▶ **What the task requires**
Tally every line in the data that has the word "below" and report only the total.

══ Exercise data

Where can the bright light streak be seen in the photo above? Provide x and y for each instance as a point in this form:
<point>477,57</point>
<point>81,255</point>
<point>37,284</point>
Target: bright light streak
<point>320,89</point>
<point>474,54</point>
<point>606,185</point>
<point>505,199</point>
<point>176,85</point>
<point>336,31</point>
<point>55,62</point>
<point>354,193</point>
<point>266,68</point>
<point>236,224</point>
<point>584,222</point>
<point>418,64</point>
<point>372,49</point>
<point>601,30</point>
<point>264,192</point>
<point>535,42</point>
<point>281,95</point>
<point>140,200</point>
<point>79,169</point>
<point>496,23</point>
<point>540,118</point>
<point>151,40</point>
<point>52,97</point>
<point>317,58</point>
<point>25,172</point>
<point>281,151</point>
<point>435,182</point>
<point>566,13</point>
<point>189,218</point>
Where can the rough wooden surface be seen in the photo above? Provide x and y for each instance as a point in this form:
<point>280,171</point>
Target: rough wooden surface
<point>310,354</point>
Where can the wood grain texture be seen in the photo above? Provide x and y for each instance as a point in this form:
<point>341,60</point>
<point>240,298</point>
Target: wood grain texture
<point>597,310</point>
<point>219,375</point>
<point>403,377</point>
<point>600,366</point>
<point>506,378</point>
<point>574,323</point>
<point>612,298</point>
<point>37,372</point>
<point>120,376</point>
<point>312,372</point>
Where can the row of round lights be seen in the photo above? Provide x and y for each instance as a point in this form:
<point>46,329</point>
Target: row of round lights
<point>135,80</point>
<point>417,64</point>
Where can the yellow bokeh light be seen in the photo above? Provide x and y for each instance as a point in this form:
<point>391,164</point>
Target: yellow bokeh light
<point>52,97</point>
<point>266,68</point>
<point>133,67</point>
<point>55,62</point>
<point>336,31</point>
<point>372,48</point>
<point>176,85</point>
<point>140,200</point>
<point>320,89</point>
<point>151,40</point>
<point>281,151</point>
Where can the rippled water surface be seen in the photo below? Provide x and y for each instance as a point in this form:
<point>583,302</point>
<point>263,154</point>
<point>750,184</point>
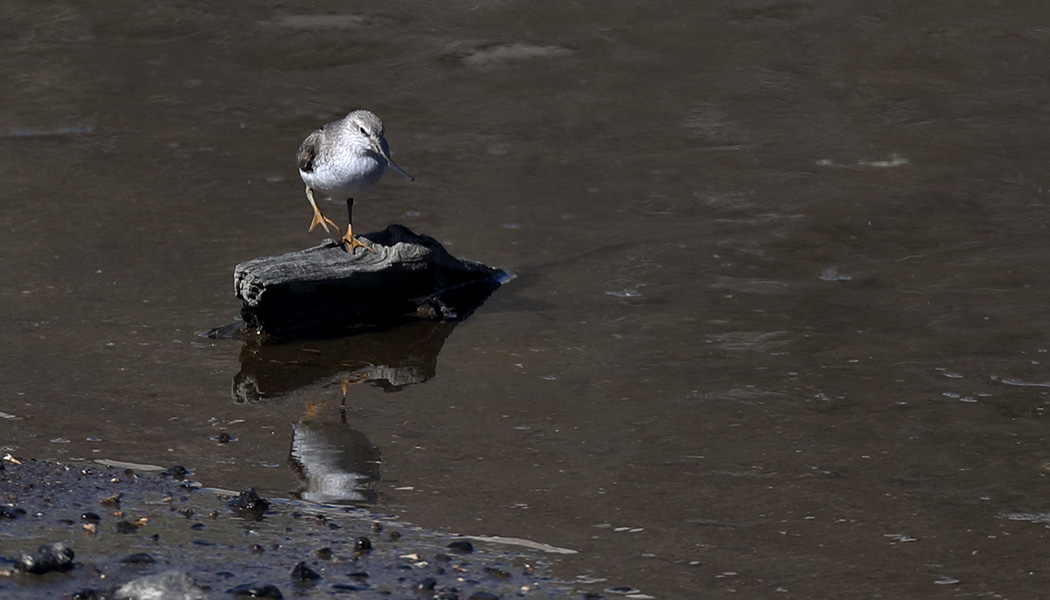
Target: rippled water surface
<point>778,326</point>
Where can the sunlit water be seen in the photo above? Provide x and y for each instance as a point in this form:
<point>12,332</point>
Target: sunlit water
<point>778,322</point>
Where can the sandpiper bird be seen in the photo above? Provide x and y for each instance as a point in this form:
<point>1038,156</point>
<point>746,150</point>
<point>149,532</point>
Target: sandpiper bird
<point>343,160</point>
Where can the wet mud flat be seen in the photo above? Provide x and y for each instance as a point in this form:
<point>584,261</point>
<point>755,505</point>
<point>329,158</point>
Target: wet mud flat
<point>90,532</point>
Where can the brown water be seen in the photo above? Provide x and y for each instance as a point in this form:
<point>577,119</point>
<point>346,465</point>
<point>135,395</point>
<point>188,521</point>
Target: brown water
<point>778,327</point>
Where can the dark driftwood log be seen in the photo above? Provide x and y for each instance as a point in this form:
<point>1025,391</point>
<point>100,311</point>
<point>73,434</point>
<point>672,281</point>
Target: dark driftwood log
<point>326,290</point>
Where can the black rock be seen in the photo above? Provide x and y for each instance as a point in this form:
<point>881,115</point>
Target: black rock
<point>426,584</point>
<point>126,528</point>
<point>176,472</point>
<point>461,546</point>
<point>362,545</point>
<point>91,594</point>
<point>256,591</point>
<point>303,573</point>
<point>12,512</point>
<point>497,573</point>
<point>48,558</point>
<point>249,504</point>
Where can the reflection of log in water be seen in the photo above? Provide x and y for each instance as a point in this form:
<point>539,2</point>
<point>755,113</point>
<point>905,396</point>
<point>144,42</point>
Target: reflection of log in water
<point>392,358</point>
<point>336,464</point>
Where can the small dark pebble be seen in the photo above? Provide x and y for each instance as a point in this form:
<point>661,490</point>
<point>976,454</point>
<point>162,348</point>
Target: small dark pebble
<point>126,526</point>
<point>256,591</point>
<point>303,573</point>
<point>176,472</point>
<point>426,584</point>
<point>362,545</point>
<point>249,504</point>
<point>12,512</point>
<point>461,546</point>
<point>89,594</point>
<point>497,573</point>
<point>49,557</point>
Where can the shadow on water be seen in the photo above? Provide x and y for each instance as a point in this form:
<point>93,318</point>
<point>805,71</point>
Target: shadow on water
<point>334,462</point>
<point>390,358</point>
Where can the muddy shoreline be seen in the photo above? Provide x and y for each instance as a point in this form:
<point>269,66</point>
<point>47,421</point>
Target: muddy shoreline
<point>133,534</point>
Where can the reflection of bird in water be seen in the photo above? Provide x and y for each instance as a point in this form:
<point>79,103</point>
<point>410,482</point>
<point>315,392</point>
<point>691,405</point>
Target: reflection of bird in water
<point>341,161</point>
<point>337,463</point>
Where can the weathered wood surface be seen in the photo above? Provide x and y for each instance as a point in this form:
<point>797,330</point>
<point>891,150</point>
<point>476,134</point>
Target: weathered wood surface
<point>324,290</point>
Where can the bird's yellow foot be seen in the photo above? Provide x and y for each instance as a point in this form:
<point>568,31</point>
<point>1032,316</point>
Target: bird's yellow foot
<point>351,243</point>
<point>322,221</point>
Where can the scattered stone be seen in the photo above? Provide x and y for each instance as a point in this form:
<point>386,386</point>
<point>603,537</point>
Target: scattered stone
<point>303,574</point>
<point>176,472</point>
<point>461,546</point>
<point>249,504</point>
<point>362,545</point>
<point>49,557</point>
<point>497,573</point>
<point>125,526</point>
<point>12,512</point>
<point>426,584</point>
<point>256,591</point>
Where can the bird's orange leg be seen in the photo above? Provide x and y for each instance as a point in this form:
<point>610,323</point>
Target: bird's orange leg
<point>318,218</point>
<point>349,241</point>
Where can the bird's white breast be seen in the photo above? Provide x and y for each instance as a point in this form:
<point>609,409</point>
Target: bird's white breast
<point>347,176</point>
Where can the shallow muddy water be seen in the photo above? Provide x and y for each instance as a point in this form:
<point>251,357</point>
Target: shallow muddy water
<point>778,319</point>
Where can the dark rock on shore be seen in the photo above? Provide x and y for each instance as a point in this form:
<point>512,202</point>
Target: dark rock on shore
<point>198,546</point>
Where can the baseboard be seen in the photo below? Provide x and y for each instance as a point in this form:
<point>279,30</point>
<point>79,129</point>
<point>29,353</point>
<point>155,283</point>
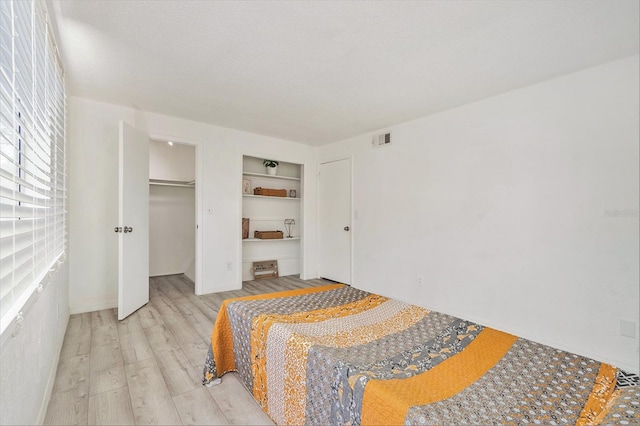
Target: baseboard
<point>110,304</point>
<point>53,370</point>
<point>165,274</point>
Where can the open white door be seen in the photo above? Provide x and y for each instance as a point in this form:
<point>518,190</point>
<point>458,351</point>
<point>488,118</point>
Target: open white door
<point>133,223</point>
<point>334,233</point>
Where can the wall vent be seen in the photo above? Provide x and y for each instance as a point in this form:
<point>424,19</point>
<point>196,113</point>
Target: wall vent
<point>381,140</point>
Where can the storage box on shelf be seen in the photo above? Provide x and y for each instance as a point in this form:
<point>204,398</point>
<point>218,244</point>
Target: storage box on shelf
<point>268,192</point>
<point>268,235</point>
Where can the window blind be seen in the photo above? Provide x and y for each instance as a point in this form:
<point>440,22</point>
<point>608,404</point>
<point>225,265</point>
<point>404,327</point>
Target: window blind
<point>32,154</point>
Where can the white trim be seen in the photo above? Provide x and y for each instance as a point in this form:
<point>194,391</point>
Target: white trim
<point>53,370</point>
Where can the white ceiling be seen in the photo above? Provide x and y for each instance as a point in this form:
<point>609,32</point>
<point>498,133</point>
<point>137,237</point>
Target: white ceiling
<point>318,72</point>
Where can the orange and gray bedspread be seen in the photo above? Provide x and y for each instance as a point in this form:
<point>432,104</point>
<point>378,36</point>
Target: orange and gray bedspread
<point>338,355</point>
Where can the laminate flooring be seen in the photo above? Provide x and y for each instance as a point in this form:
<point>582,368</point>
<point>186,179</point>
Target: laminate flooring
<point>147,368</point>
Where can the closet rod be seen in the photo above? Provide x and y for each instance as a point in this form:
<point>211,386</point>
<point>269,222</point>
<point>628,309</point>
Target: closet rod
<point>182,185</point>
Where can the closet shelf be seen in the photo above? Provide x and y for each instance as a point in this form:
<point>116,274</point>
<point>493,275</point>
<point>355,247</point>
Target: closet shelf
<point>180,183</point>
<point>264,175</point>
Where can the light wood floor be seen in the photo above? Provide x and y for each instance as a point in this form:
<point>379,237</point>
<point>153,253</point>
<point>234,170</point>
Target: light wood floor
<point>147,368</point>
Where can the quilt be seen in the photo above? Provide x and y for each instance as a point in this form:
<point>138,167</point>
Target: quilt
<point>338,355</point>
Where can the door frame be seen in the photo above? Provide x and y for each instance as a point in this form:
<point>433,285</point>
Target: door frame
<point>332,159</point>
<point>197,144</point>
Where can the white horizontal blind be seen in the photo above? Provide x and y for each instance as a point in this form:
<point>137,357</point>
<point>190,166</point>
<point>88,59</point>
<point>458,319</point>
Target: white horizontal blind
<point>32,154</point>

════

▶ **Solution to this problem**
2